Task to complete:
Every line below between the one holding "Query: green vegetation" and the one holding "pixel 894 604.", inclusive, should be copied exactly, and no other line.

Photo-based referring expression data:
▼▼▼

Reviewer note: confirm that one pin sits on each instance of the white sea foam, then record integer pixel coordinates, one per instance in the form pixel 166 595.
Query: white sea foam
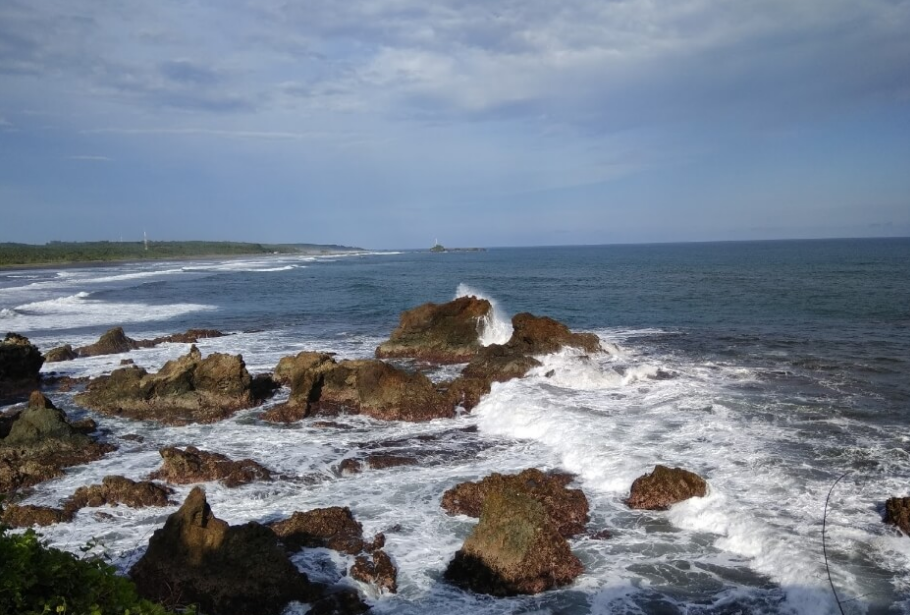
pixel 496 327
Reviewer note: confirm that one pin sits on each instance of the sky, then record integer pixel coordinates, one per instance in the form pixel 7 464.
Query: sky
pixel 393 123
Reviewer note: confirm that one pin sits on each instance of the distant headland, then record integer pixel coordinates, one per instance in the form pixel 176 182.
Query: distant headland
pixel 62 252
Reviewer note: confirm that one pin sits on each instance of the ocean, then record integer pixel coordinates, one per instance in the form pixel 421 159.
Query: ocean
pixel 788 365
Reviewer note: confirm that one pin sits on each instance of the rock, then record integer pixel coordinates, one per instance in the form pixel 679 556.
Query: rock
pixel 439 333
pixel 543 335
pixel 29 516
pixel 381 391
pixel 378 570
pixel 514 549
pixel 20 365
pixel 40 444
pixel 60 353
pixel 331 528
pixel 664 487
pixel 897 512
pixel 567 508
pixel 192 465
pixel 115 490
pixel 226 570
pixel 189 389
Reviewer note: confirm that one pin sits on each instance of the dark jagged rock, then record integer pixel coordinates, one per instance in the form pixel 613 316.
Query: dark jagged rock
pixel 191 465
pixel 60 353
pixel 381 391
pixel 897 512
pixel 116 490
pixel 20 365
pixel 186 390
pixel 439 333
pixel 28 516
pixel 664 487
pixel 567 508
pixel 332 528
pixel 514 549
pixel 40 444
pixel 377 569
pixel 226 570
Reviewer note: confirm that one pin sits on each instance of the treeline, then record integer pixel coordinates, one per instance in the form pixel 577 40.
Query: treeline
pixel 74 252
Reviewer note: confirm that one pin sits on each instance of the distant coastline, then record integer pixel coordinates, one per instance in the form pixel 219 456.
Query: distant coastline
pixel 20 255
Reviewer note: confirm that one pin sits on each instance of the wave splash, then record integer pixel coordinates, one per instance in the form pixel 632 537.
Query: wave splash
pixel 496 327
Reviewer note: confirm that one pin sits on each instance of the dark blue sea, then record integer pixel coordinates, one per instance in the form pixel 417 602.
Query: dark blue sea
pixel 788 365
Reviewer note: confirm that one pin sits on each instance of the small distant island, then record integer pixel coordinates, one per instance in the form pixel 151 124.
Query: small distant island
pixel 61 252
pixel 440 248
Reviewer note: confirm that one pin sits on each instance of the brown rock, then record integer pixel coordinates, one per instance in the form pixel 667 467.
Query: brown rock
pixel 514 549
pixel 897 512
pixel 227 570
pixel 28 516
pixel 378 570
pixel 664 487
pixel 191 465
pixel 566 508
pixel 116 490
pixel 332 528
pixel 439 333
pixel 20 366
pixel 185 390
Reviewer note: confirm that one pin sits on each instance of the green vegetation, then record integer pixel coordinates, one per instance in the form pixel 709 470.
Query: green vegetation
pixel 40 580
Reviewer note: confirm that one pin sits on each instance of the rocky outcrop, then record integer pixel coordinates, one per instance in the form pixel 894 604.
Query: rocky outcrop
pixel 331 528
pixel 115 490
pixel 897 512
pixel 40 444
pixel 439 333
pixel 186 390
pixel 226 570
pixel 664 487
pixel 566 508
pixel 191 465
pixel 20 364
pixel 515 548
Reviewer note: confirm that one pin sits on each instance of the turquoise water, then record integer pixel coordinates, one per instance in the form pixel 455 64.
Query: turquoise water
pixel 790 367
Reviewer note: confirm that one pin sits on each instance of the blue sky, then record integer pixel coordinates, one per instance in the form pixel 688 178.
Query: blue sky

▲▲▲

Exercise solution:
Query: green vegetation
pixel 40 580
Reviewer note: confirm that one pin sits on each instance of the rocky outcrop, then record integer pixel coordinates, one per instance in the form pixel 894 604.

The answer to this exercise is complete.